**Task directions**
Copy the lines below character for character, changing nothing.

**Records for this task**
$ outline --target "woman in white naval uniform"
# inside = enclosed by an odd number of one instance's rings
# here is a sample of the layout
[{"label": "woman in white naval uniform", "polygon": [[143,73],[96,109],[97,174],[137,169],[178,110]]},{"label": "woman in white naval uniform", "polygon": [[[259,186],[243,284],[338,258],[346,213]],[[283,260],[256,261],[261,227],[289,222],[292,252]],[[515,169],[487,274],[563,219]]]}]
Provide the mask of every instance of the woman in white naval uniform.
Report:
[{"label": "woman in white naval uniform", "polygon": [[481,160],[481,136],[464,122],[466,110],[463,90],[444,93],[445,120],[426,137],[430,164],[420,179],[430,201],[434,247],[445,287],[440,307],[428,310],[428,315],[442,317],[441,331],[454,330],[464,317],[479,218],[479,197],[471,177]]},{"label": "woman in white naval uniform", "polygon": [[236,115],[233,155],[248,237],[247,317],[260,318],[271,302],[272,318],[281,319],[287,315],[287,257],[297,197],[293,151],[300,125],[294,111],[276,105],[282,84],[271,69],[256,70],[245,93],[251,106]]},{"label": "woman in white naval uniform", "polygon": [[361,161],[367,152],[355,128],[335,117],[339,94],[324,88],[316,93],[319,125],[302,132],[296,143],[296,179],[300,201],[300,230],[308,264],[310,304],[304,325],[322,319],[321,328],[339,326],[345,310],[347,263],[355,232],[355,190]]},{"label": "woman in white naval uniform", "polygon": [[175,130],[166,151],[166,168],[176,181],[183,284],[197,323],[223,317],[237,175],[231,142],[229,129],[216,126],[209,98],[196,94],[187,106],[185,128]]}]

**Correct output**
$ outline --target "woman in white naval uniform"
# inside = enclosed by an odd number of one instance's rings
# here is a sample of the layout
[{"label": "woman in white naval uniform", "polygon": [[143,73],[96,109],[97,174],[137,169],[178,110]]},{"label": "woman in white naval uniform", "polygon": [[[259,186],[243,284],[338,258],[346,213]],[[283,260],[256,261],[261,227],[289,222],[292,252]],[[515,169],[487,274],[563,219]]]}]
Provide the mask of every instance of the woman in white naval uniform.
Report:
[{"label": "woman in white naval uniform", "polygon": [[481,160],[481,136],[464,122],[466,110],[463,90],[444,93],[445,120],[426,137],[430,164],[420,179],[430,201],[434,247],[445,287],[440,307],[428,310],[428,315],[442,317],[441,331],[454,330],[464,317],[479,218],[479,197],[471,177]]},{"label": "woman in white naval uniform", "polygon": [[236,115],[233,155],[248,237],[247,317],[260,318],[271,302],[272,318],[281,319],[287,315],[287,257],[297,197],[293,151],[300,125],[294,111],[276,105],[282,84],[271,69],[256,70],[245,93],[251,106]]},{"label": "woman in white naval uniform", "polygon": [[361,161],[367,152],[355,128],[335,117],[339,94],[324,88],[316,93],[319,125],[302,132],[296,143],[296,179],[300,201],[300,230],[308,264],[310,304],[304,325],[322,319],[321,328],[339,326],[345,310],[347,263],[355,232],[355,190]]},{"label": "woman in white naval uniform", "polygon": [[175,130],[166,151],[166,168],[176,181],[183,284],[197,323],[223,317],[237,175],[231,142],[229,129],[216,126],[209,98],[196,94],[187,106],[185,128]]}]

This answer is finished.